(Excerpts of pointing data)
----
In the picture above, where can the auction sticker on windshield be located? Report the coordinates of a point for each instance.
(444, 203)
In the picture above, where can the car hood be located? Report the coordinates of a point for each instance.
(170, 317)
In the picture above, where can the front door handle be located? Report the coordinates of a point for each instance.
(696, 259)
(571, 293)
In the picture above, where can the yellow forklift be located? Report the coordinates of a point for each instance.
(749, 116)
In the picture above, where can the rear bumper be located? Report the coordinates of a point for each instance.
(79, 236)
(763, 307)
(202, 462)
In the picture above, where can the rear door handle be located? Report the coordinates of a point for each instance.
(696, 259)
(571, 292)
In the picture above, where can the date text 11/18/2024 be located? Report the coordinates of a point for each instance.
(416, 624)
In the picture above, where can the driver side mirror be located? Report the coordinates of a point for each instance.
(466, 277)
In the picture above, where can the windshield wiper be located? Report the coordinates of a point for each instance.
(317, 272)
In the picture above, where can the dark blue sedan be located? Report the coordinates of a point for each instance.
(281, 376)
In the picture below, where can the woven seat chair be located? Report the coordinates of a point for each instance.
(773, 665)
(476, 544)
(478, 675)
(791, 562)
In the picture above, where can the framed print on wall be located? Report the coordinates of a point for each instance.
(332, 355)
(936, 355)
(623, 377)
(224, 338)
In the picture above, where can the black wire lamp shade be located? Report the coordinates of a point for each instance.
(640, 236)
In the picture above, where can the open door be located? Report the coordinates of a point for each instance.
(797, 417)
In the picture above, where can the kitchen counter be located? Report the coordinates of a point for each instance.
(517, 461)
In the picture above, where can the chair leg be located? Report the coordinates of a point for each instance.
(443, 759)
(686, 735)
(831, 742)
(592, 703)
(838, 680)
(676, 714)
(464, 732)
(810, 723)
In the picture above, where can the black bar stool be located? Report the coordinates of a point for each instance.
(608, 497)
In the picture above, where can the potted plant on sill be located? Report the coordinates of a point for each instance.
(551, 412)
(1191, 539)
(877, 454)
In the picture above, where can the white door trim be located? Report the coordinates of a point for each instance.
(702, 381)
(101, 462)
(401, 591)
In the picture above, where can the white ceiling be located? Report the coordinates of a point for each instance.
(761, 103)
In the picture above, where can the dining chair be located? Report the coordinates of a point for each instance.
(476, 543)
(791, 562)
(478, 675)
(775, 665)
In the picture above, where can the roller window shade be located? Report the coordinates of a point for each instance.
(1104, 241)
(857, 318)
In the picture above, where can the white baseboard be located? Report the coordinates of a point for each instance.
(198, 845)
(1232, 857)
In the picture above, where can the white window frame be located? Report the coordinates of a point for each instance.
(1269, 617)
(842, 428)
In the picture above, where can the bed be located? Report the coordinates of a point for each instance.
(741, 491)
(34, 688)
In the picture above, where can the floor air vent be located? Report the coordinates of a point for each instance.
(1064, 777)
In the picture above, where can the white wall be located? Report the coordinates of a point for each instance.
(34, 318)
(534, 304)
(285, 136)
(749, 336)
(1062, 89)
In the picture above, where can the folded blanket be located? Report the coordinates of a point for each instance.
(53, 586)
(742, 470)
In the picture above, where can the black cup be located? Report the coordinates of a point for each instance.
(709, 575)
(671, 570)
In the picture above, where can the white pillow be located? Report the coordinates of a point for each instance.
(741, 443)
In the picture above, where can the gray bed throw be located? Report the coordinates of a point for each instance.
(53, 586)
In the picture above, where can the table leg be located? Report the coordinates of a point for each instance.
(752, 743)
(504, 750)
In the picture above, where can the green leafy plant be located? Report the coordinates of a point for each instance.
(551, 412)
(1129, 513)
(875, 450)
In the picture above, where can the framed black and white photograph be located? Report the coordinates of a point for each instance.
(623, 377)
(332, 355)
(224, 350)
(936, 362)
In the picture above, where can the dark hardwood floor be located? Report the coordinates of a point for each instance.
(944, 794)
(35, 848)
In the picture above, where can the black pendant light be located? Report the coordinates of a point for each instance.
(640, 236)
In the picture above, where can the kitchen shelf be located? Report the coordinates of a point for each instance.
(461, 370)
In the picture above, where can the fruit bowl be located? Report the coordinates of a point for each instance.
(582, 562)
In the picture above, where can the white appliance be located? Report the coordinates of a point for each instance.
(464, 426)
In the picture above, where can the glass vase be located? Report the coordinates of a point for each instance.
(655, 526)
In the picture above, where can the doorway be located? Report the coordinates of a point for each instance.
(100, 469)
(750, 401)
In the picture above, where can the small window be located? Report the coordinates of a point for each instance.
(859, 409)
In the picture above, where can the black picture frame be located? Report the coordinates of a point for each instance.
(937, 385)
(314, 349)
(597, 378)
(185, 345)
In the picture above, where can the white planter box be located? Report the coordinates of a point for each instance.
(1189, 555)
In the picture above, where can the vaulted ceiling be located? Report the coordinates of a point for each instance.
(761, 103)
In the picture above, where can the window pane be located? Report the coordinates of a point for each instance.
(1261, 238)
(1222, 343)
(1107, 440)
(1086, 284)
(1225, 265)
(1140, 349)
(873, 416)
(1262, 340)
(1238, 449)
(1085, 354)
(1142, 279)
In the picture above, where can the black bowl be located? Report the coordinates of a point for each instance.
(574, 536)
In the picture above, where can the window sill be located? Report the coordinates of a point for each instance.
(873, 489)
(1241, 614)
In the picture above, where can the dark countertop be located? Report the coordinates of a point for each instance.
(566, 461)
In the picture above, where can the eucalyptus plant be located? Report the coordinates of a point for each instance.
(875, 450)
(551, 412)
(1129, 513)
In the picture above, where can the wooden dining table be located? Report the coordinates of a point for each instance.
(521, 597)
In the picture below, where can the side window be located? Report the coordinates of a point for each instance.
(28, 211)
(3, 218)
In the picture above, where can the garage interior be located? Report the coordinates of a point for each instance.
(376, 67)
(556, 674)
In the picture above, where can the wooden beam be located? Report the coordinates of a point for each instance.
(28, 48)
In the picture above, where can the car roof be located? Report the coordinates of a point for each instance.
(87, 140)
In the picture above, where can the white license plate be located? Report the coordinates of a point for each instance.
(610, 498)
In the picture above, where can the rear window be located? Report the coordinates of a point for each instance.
----
*WORK REQUIRED*: Extract all of the data above and output it character for character.

*FINAL RESULT*:
In the picture above, where can the auction sticker on windshield be located? Report the coordinates of a point for each instance.
(444, 203)
In the picture above, where can the car hood be located? Report the coordinates of a point for each instance.
(170, 317)
In the picture above, where can the front door handle be located? Report the coordinates of a point for each instance.
(696, 259)
(571, 293)
In the picture above, where can the yellow forklift be located? Report the coordinates of a point for each instance.
(749, 116)
In the picture above, where can the rear bumper be located? Report the coordinates of a point for each instance.
(79, 236)
(763, 307)
(202, 462)
In the picture above, where can the rear door handle be located? Report the coordinates of a point for each instance.
(696, 259)
(571, 292)
In the picture above, where can the date text 11/18/2024 be located? Report the coordinates of a point for each instance.
(416, 624)
In the picture above, where can the driver side mirror be located? Report the coordinates of a point for each instance.
(466, 277)
In the picture above, where can the windshield wiper be located? Report the coordinates of a point for each instance.
(317, 272)
In the picture above, where can the dark blue sedan be located? Report the coordinates of a point for each instance.
(281, 376)
In the picture below, where can the woven seat chair be located? Report the coordinates of a point for each instance.
(773, 665)
(476, 544)
(478, 675)
(791, 562)
In the picture above, where can the framed print on wall be located? Report the coordinates of a point for each instance.
(332, 355)
(936, 355)
(623, 377)
(224, 338)
In the picture above, where can the black wire lamp shade be located? Report the coordinates of a point for each instance.
(640, 236)
In the picture above, where can the open door be located? Report the coordinates of a point for each instance.
(797, 417)
In the picture above, where can the kitchen counter be located? Report the coordinates of a point for each instance.
(517, 461)
In the picture above, where can the chair leg be located? Report the coordinates of a point for each instance.
(443, 759)
(686, 735)
(831, 742)
(592, 703)
(838, 680)
(676, 714)
(464, 732)
(810, 723)
In the picture above, where can the black bar stool be located? Report the coordinates of a point for each instance.
(608, 497)
In the picture above, where can the potted plant on sill be located? Report the coordinates of a point for each instance.
(551, 412)
(1191, 539)
(877, 454)
In the picture above, where can the white door trim be located? Report the coordinates of a point for each instance.
(702, 381)
(101, 462)
(401, 591)
In the picture above, where can the white ceiling be located? Report the coordinates of a point for each instance.
(761, 103)
In the picture above, where can the dining chair be located? Report the coordinates of a point for each instance.
(476, 543)
(791, 562)
(478, 675)
(775, 665)
In the picture above, where can the roller window shade be located? Report the coordinates of a point for each instance.
(1104, 241)
(857, 318)
In the picture above, where can the white baseboard be located? Report the coordinates of a point for each instance.
(198, 845)
(1232, 857)
In the picture above, where can the white window frame be located? Report the coordinates of a point for each instance.
(1269, 617)
(842, 428)
In the picture above, where can the bed be located? Report the coordinates of a point for each instance.
(741, 491)
(34, 688)
In the picture above, where can the floor air vent be located? Report the coordinates of a point for each instance.
(1064, 777)
In the picture above, where can the white wall be located? Report the coordinates of a point for each instance.
(34, 318)
(534, 304)
(285, 136)
(749, 336)
(1062, 89)
In the picture above, where can the folded blanket be located? Report the coordinates of a point for each instance.
(53, 586)
(742, 470)
In the picture above, where can the black cup be located? Report the coordinates of a point for each instance.
(709, 575)
(671, 570)
In the picture above, where can the white pillow be located? Report the coordinates of a point for each instance.
(741, 443)
In the picture above, where can the gray bed throw be located? Report the coordinates of a point for each instance.
(53, 586)
In the picture above, where can the table leg be located? Report the coordinates of a point for each instance.
(752, 743)
(504, 750)
In the picture above, where can the green leafy plant be located? Report the coordinates of a point for each instance.
(551, 412)
(1129, 513)
(875, 450)
In the picture above, where can the framed black and white photograph be located? Report the coordinates of a point for each instance.
(623, 377)
(332, 355)
(224, 350)
(936, 362)
In the picture above, where can the dark hardwood floor be located? Report the coordinates of a point for each instance.
(944, 794)
(35, 848)
In the picture above, where can the black pendant light be located? Report the coordinates of a point for each instance.
(640, 236)
In the picture above, where can the kitchen shelf be located? Report the coordinates of a point for each instance.
(461, 370)
In the picture above, where can the fruit bowl be located? Report the coordinates of a point for each instance.
(582, 562)
In the picture above, where can the white appliance be located? Report the coordinates of a point for each instance.
(464, 426)
In the picture above, where can the glass vase be located? Report the coordinates of a point for each instance.
(655, 526)
In the picture above, where can the doorway be located? Report the coordinates of a point for each instance.
(100, 469)
(750, 401)
In the picture above, where can the small window be located? Report the coordinates of a point for each instance.
(859, 409)
In the picture above, where can the black picture frame be located? Report the coordinates of a point for each instance.
(937, 385)
(314, 349)
(597, 378)
(185, 345)
In the picture above, where can the white planter box be located? Report the coordinates of a point for each instance.
(1189, 555)
In the picture above, where can the vaulted ceiling be located? Report the coordinates of a point for each instance.
(761, 103)
In the picture above, where can the window pane be located? Report the coordinates of a point for each instance.
(1261, 238)
(1222, 343)
(1107, 440)
(1086, 284)
(1225, 265)
(1140, 349)
(873, 416)
(1262, 340)
(1238, 449)
(1085, 354)
(1142, 279)
In the picture above, where can the black bowl be located? Report the coordinates of a point for each instance.
(574, 536)
In the picture above, where can the window sill be located? Report the coordinates of a point for each instance.
(873, 489)
(1241, 614)
In the picture above, where can the dark countertop be located? Report the coordinates of a point for each instance.
(566, 461)
In the picture above, where can the eucalyptus plant be located? Report the coordinates of a point for each instance.
(875, 450)
(551, 412)
(1129, 513)
In the picture above, where can the wooden dining table be located? Report the coordinates of a point for each instance.
(521, 597)
In the picture below, where can the side window be located? Report the coordinates of a point for each instance.
(28, 211)
(3, 218)
In the picture above, where can the garage interior be located? Report the coordinates of a point for each instance.
(376, 67)
(556, 674)
In the picture above, where can the wooden beam be located? Report the coordinates of a point for each instance.
(28, 48)
In the picture above, where can the car roof be located? Report the coordinates of a point for each instance.
(87, 140)
In the picture above, where can the white license plate be located? Report the coordinates of a point for each instance.
(610, 498)
In the picture above, where can the rear window be located? Report the coordinates of a point for each instance.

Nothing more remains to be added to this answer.